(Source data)
..............................
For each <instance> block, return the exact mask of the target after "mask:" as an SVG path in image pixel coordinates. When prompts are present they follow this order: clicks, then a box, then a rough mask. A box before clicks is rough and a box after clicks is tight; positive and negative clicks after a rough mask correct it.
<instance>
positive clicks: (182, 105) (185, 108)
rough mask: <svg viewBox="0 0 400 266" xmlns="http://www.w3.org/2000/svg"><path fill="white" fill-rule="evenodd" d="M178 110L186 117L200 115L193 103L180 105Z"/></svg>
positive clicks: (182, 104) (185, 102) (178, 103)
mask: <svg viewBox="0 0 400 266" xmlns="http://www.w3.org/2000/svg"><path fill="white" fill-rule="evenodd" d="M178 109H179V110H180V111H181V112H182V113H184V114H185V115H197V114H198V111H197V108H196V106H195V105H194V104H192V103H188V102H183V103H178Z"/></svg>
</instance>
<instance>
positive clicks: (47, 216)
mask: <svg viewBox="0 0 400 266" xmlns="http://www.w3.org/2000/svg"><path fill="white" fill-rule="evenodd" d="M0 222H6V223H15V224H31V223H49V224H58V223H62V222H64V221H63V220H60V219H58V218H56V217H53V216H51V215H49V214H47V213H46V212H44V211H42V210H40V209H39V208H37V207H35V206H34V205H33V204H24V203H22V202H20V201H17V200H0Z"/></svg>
..............................
## [WORK INSTRUCTION]
All records above must be returned exactly as they appear.

## [PROBLEM SOLUTION]
For each <instance> block, return the exact mask of the target after "mask:" as an SVG path in image pixel coordinates. When prompts are present they follow this order: clicks, then a box, then a rough mask. A box before clicks is rough and a box after clicks is tight; positive and negative clicks after a rough mask correct it.
<instance>
positive clicks: (182, 105) (185, 108)
rough mask: <svg viewBox="0 0 400 266" xmlns="http://www.w3.org/2000/svg"><path fill="white" fill-rule="evenodd" d="M178 110L186 117L200 115L193 103L180 105Z"/></svg>
positive clicks: (182, 104) (185, 102) (178, 103)
mask: <svg viewBox="0 0 400 266" xmlns="http://www.w3.org/2000/svg"><path fill="white" fill-rule="evenodd" d="M178 109H179V110H180V111H181V112H182V113H184V114H185V115H197V114H198V111H197V108H196V106H195V105H194V104H192V103H188V102H183V103H178Z"/></svg>
</instance>
<instance>
positive clicks: (47, 216)
mask: <svg viewBox="0 0 400 266" xmlns="http://www.w3.org/2000/svg"><path fill="white" fill-rule="evenodd" d="M0 222H6V223H15V224H31V223H49V224H58V223H62V222H64V221H63V220H60V219H58V218H56V217H53V216H51V215H49V214H47V213H46V212H44V211H42V210H40V209H39V208H37V207H35V206H34V205H33V204H24V203H22V202H20V201H17V200H0Z"/></svg>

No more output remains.